WHAT IS NEEDED => Print every entry exactly as written and exclude all images.

-*-

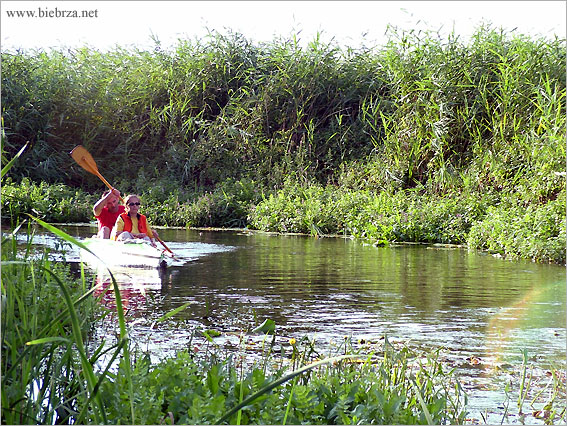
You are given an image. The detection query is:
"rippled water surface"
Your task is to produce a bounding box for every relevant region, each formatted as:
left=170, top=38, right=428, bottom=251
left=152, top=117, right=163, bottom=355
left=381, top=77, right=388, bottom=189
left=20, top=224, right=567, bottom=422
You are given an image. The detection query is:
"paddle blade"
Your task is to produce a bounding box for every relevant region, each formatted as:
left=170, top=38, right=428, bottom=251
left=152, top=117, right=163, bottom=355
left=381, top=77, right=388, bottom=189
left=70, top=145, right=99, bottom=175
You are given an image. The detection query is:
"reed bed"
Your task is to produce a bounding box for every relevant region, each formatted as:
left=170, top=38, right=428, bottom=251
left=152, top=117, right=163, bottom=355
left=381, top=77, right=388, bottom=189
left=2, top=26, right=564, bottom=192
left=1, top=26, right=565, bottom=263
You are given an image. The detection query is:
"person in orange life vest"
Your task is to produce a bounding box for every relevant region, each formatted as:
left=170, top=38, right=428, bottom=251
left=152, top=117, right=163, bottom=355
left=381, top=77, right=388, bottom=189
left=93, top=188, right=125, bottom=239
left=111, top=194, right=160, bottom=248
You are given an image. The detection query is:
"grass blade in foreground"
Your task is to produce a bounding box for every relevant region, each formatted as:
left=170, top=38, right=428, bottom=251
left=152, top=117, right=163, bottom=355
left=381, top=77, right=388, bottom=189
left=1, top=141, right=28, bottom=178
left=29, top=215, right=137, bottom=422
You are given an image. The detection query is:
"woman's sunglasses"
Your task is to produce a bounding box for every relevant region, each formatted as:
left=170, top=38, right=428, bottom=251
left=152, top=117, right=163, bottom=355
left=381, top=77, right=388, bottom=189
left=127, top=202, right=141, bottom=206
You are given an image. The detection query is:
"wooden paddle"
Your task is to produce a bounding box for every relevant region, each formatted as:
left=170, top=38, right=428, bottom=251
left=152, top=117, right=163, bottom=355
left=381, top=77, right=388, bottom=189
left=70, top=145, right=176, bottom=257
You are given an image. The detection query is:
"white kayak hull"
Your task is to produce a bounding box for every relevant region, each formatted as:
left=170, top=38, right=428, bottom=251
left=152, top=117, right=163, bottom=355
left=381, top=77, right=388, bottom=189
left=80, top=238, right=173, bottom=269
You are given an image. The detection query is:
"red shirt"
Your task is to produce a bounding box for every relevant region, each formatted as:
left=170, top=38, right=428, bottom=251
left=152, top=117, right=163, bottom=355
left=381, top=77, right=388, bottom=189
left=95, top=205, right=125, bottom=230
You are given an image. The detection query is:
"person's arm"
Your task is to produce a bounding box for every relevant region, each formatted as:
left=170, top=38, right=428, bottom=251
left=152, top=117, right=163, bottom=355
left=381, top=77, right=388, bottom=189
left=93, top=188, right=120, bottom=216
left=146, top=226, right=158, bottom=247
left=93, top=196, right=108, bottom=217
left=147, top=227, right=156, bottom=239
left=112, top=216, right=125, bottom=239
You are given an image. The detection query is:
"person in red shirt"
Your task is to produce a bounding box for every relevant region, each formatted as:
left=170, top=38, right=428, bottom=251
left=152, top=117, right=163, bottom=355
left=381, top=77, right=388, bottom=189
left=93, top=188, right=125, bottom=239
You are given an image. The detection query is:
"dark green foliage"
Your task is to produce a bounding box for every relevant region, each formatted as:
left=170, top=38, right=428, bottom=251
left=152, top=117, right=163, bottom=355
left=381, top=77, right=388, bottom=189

-*-

WRITTEN ANSWER =>
You are given an image. The detection query is:
"rippled water surface"
Your task is to produce a bounding box for every relevant region, each formatted as:
left=170, top=38, right=428, bottom=251
left=152, top=117, right=163, bottom=355
left=381, top=77, right=388, bottom=189
left=20, top=224, right=567, bottom=422
You are given an image. The detection query is:
"paddle blade"
Your task is to produce a bounding box for every relevant region, each formatted as:
left=170, top=38, right=428, bottom=251
left=152, top=117, right=163, bottom=355
left=381, top=77, right=388, bottom=189
left=70, top=145, right=99, bottom=175
You are given an image. The detection query is:
"reed bed"
Your task is to produce a bounding box for every relevant region, each formatted as:
left=170, top=38, right=428, bottom=251
left=152, top=117, right=163, bottom=355
left=381, top=77, right=388, bottom=189
left=2, top=26, right=564, bottom=192
left=1, top=26, right=565, bottom=263
You are given an image. The detection query is:
"person in orange life vest"
Your task is to produce a bounding box for every relevant region, each formatted as:
left=170, top=38, right=428, bottom=251
left=152, top=117, right=163, bottom=355
left=381, top=77, right=388, bottom=189
left=93, top=188, right=125, bottom=239
left=111, top=194, right=160, bottom=248
You are given an image. The detection query is:
"grass blade in foreground"
Your task is to produce a bounding box for every relevant region, each formatted as:
left=170, top=38, right=428, bottom=251
left=152, top=117, right=163, bottom=355
left=381, top=77, right=388, bottom=189
left=1, top=141, right=28, bottom=178
left=29, top=215, right=137, bottom=422
You are given an image. The detection query is:
"woman's sunglasses"
Your task is to produce a bounding box for every relevant region, each formatted as:
left=170, top=38, right=428, bottom=251
left=152, top=117, right=163, bottom=355
left=381, top=77, right=388, bottom=189
left=127, top=202, right=141, bottom=206
You are given an image. The detection query is:
"wooden paddle"
Your task is to produce a bounding box for every relevant region, each formatted as:
left=170, top=38, right=428, bottom=251
left=152, top=117, right=163, bottom=355
left=381, top=77, right=388, bottom=189
left=70, top=145, right=176, bottom=257
You are given an image. The detection query is:
"white kayak hull"
Your task is to produce a bounding box for every relevant region, each formatted as:
left=170, top=38, right=428, bottom=251
left=152, top=117, right=163, bottom=355
left=381, top=77, right=388, bottom=189
left=80, top=238, right=173, bottom=269
You are given an image. The detection query is:
"red shirt"
Your task is to produce a bounding box for every relevant region, each formatted as:
left=170, top=38, right=428, bottom=251
left=152, top=117, right=163, bottom=355
left=381, top=77, right=388, bottom=189
left=95, top=205, right=125, bottom=230
You are given an image. The detection query is:
"person's arm"
Your task is to produce a bounding box for every relevant region, each formatted as:
left=170, top=38, right=428, bottom=251
left=152, top=117, right=163, bottom=355
left=381, top=77, right=388, bottom=189
left=93, top=188, right=120, bottom=216
left=146, top=226, right=158, bottom=247
left=93, top=196, right=108, bottom=217
left=147, top=227, right=156, bottom=239
left=112, top=216, right=125, bottom=239
You are given an image. The detection query is:
"person in red shirt"
Your task is to produce a bounding box for every relevant region, each formatted as:
left=170, top=38, right=428, bottom=251
left=152, top=117, right=163, bottom=355
left=381, top=77, right=388, bottom=189
left=93, top=188, right=125, bottom=239
You are given an image. The detection query is:
"dark green foliage"
Your task is to produce a bounding box for every relevant region, each formatted as:
left=170, top=38, right=428, bottom=251
left=152, top=117, right=163, bottom=355
left=381, top=77, right=388, bottom=189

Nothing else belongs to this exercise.